=== 出典抜粋 ===

ハードエイト(1996)

「私にも同じく親切に」

 

原題の「Hard Eight」は、クラップス(Craps)というサイコロゲームでの

「4のゾロ目」という意味のカジノ用語

ポール・トーマス・アンダーソンの長編デビュー作ということですが

PTAでも、たぶんいちばんわかりやすい

なぜなら登場人物がいちばん少ないから(笑)

まるで舞台の幕のように巨大なトレーラーが横切り

視界が開けるという見事な導入部分

カメラはロバート・エルスウィット

巨匠と呼ばれる監督になるためには

名カメラマンとの出会いがいかに大事かわかります(笑)

ダイナーの前で途方に暮れ座り込んでいるひとりの男

老紳士がどうしたのかと声をかけると

母親が死に、葬儀代の6000ドルを稼ぐため

カジノに行ったものの大負けして一文無しになったと言うのです

シドニー(フィリップ・ベイカー・ホール)は

ジョン(ジョン・C・ライリー)にタバコとコーヒーをおごり

ラスベガスでギャンブルに勝つための心得を教えようと言います

新品のスーツを買い与え、掛け金の両替方法を伝授する

見事に2000ドルもの大金を手に入れます

ここ「パーパー・ムーン」(1973)のレジでのお金のやりとりくらい

わからなかった(笑)

この方法はここまで、6000ドルを稼ぐためには

ロサンゼルスの友人が手を貸してくれるだろうと助言します

それがどういう手かわからないまま(笑)

2年後、ジョンはネバダリノでナイトクラブを経営し

シドニーを父親のように慕っていました

ジョンが従業員友人でもあるジミー(サミュエル・L・ジャクソン)を

シドニー紹介すると

シドニーは品のないジミーを不快に思います

さらにシドニーが好意を寄せているクレメンタイン(グウィネス・パルトロー)が

売春をしていることを知り

シドニーはクレメンタインにも父親のように振る舞い

彼女を説得し、ジョンとの仲を取り持とうとします

ふたりはめでたく両想いになり、結婚しますが

カジノで若者(フィリップ・シーモア・ホフマン)と軽く遊んでいたとき

ジョンから呼び出されます

クレメンタインがホテルで男と金銭トラブルになり

駆け付けたジョンは男を暴行監禁したうえ

男の妻に「夫を殺されたくなければ金を届けろ」と電話したといいます

シドニージョンから銃を取り上げ

クレメンタインの軽率な行動を叱ると

ジョンは「妻を侮辱するな」と逆ギレ

呆れたシドニーが立ち去ろうとすると、ジョンは謝罪します

シドニーは男の妻が警察に通報するかも知れない

捕まる前に「遠くに逃げろ」と警告すると

「金(セックス代)を払うべき」と譲らないクレメンタイン

そこでシドニーが新婚旅行がまだじゃないかと機転をきかせると

「ナイアガラの滝」を見たいとクレメンタイン

「前に行ったことある」と渋るジョン(おいおい)

=== 使用データ ===

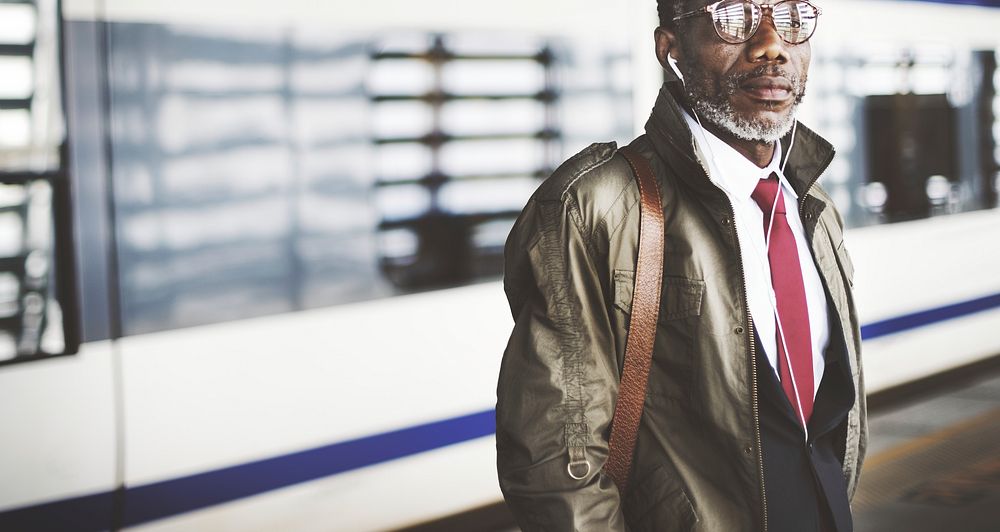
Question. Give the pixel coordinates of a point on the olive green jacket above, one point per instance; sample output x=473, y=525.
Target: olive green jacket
x=569, y=277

===

出典抜粋に基づいて答えてください。
(a) 原題の「Hard Eight」は、クラップスで何を意味するカジノ用語ですか。
(b) 映画のカメラを担当したのは誰ですか。
(c) クレメンタインが新婚旅行で見たいと言ったのはどこですか。
データは出典抜粋とは無関係です。

(a) 4のゾロ目
(b) ロバート・エルスウィット
(c) ナイアガラの滝